Exercise:
Please revise everything from the start of the records down to the line containing "40), (98, 51)]" so that "distant horizon" becomes "far horizon", leaving all else unchanged.

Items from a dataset
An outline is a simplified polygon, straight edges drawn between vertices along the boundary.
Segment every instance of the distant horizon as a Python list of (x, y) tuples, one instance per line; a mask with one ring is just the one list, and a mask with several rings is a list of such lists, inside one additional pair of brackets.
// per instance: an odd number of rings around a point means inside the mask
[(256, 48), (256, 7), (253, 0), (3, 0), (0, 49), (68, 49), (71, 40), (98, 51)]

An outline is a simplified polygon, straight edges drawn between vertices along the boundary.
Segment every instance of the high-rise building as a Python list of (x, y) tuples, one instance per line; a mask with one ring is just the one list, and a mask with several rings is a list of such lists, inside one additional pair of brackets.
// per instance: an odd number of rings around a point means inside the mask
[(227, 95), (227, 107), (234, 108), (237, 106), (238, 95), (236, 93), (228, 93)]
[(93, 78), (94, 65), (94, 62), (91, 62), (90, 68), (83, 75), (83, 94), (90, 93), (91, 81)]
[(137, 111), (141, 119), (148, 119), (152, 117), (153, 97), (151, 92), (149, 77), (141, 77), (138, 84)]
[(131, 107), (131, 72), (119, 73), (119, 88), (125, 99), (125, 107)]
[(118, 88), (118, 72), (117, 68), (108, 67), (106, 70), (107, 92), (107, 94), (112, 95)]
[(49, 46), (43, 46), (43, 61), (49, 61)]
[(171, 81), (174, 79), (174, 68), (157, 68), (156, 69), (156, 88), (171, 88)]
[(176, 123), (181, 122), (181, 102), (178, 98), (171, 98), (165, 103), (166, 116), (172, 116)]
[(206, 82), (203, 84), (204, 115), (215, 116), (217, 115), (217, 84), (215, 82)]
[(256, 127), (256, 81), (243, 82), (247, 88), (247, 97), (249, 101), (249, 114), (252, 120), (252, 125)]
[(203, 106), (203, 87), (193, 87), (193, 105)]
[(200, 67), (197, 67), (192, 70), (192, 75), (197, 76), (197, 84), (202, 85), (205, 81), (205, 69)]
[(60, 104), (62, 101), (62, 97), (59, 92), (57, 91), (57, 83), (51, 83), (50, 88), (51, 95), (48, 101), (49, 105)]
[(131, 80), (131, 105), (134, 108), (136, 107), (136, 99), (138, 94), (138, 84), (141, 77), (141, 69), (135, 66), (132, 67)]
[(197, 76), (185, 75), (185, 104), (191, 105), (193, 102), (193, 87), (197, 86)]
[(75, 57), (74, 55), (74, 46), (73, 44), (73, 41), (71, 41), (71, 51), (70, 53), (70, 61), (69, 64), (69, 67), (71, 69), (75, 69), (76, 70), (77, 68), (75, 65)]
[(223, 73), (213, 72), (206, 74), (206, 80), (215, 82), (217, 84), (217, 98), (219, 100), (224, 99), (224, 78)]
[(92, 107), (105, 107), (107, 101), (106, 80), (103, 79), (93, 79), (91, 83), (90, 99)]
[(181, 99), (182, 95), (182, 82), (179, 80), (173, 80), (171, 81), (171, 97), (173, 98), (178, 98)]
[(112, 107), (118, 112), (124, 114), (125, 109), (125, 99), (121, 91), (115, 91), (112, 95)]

Written solution:
An outline is a simplified polygon, straight edges drawn between vertices along the boundary.
Segment every instance of the far horizon as a Python list of (x, y) tuples, one instance per line; a mask with one ring is just the one list, and a mask with several rings is a list of such lists, inside one additional pair of brackets.
// per instance: an odd number of rings around a point means inside the mask
[(256, 48), (256, 7), (253, 0), (3, 0), (0, 49), (68, 49), (71, 40), (98, 51)]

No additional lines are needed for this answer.